#### Exercise directions
Revise all the entries below so that "marker" becomes "dot" everywhere it occurs, keeping every other word the same.

#### Input material
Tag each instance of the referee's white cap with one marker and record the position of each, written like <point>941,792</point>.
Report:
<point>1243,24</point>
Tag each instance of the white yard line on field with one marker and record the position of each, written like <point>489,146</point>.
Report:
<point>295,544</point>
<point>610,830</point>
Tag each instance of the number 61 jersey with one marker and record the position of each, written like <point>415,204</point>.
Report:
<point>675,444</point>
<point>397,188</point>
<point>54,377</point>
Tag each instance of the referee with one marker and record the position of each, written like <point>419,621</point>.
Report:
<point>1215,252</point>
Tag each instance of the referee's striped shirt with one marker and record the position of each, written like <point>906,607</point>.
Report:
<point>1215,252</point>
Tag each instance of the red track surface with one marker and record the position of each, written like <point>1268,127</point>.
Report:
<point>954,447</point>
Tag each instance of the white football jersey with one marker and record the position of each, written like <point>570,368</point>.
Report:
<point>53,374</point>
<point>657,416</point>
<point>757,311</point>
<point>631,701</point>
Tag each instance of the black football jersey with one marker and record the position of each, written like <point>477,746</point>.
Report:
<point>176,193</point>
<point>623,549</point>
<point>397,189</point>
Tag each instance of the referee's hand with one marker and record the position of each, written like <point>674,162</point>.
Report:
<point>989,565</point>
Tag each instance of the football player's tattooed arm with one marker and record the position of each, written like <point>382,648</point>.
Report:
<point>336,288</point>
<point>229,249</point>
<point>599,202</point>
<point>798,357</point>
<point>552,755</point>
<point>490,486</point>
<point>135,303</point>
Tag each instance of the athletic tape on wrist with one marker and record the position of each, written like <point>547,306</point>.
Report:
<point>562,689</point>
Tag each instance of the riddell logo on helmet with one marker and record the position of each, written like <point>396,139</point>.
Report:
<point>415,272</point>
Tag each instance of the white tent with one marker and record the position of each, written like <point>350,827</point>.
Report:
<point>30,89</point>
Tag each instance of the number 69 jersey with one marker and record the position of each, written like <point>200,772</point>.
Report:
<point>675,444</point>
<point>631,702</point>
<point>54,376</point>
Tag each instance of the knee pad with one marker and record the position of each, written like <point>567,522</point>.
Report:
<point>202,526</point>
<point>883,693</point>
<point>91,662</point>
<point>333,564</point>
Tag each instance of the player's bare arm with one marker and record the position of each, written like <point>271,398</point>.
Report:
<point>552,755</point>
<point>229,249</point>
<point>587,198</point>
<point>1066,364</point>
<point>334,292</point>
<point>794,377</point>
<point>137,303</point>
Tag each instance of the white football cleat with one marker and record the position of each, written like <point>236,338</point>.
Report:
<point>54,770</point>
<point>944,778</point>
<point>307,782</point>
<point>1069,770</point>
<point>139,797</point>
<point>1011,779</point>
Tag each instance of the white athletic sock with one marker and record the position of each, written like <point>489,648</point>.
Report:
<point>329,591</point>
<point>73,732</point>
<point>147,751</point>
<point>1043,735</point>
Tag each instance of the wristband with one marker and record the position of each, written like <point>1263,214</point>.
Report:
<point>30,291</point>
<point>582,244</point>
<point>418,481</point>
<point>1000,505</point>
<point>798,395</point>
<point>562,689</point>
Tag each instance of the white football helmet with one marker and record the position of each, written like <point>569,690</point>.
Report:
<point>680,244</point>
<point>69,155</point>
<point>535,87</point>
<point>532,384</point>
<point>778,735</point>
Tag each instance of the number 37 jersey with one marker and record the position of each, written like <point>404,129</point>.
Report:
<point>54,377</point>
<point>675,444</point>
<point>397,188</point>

#### Task output
Tag each instance of the referee's white cap with one dot and record the position of each, written like <point>941,792</point>.
Report:
<point>1243,24</point>
Tag each instance of the white yard line on field with one dot and record the position of each, written like <point>489,146</point>.
Report:
<point>295,544</point>
<point>610,830</point>
Tag each instance of the number 61 jersey with one dot and record the position of each, written like <point>415,204</point>.
Report:
<point>675,444</point>
<point>397,188</point>
<point>54,377</point>
Tag each instance of the referee with one dot and record the position of each, written like <point>419,621</point>.
Report:
<point>1215,252</point>
Tag each instance of the referee's striped shirt with one dot and record the position of each, written like <point>906,607</point>.
Report:
<point>1215,252</point>
Tag each instance of the red track surface with one dot and record the position of each, written like <point>1268,127</point>.
Report:
<point>954,447</point>
Tag each instance of the white football jersey with one dot and record the position of each, written like <point>570,368</point>.
Report:
<point>53,374</point>
<point>657,416</point>
<point>757,311</point>
<point>631,701</point>
Tag each instance of the black football jersey with one dot and record the position of each, written like <point>477,746</point>.
Report:
<point>176,193</point>
<point>623,549</point>
<point>397,189</point>
Tag each instance of the referee's hand with one dot and record the position of each, written like <point>674,162</point>.
Report:
<point>989,565</point>
Tag each instance of the football player's tattooed arm with one dot and record the position of each, written like <point>382,648</point>.
Report:
<point>336,288</point>
<point>229,249</point>
<point>599,202</point>
<point>798,357</point>
<point>552,755</point>
<point>490,486</point>
<point>135,303</point>
Tag each instance of the athletic tape on wrist with one dot and record the position of each, written like <point>547,306</point>.
Report:
<point>562,689</point>
Tag each instance of the riddell logo on helmet with one dot and record the position of each, written like <point>396,139</point>.
Report:
<point>415,272</point>
Tag each instance of the white tent with one dot and record the position of each, written like <point>350,827</point>.
Report:
<point>30,89</point>
Tag each instance of the number 69 jersey with one dot and record the position of each, written like <point>200,772</point>.
Report:
<point>675,444</point>
<point>631,702</point>
<point>54,376</point>
Tag each instance of the knee pad with one dot and record the position of each, written like <point>567,522</point>.
Report:
<point>202,526</point>
<point>883,693</point>
<point>91,662</point>
<point>333,564</point>
Tag each instance of the player's bare arm with one dot and record the position of each, written like <point>271,398</point>.
Report:
<point>552,755</point>
<point>229,249</point>
<point>587,198</point>
<point>1066,364</point>
<point>334,292</point>
<point>794,377</point>
<point>137,303</point>
Tag each instance of the white football cleat with one dot and record the position of each, written like <point>236,338</point>.
Report:
<point>54,770</point>
<point>944,778</point>
<point>307,782</point>
<point>1069,770</point>
<point>139,797</point>
<point>1011,779</point>
Tag each instance of the white athletic sock with one dot and record the position of each, written like <point>489,648</point>.
Report:
<point>329,591</point>
<point>73,732</point>
<point>147,751</point>
<point>1043,735</point>
Tag each instance of the wristband with one dot and record the position of each, written like <point>1263,214</point>.
Report:
<point>30,291</point>
<point>582,244</point>
<point>418,481</point>
<point>1000,505</point>
<point>798,395</point>
<point>562,689</point>
Tag each instance of the white football helmet with one dot and record the position of each, written like <point>569,690</point>.
Report:
<point>680,244</point>
<point>69,155</point>
<point>535,87</point>
<point>532,384</point>
<point>778,735</point>
Tag each instance of the number 37 jersey with one dot and record the position of each, written like <point>404,129</point>.
Report:
<point>54,377</point>
<point>675,444</point>
<point>397,188</point>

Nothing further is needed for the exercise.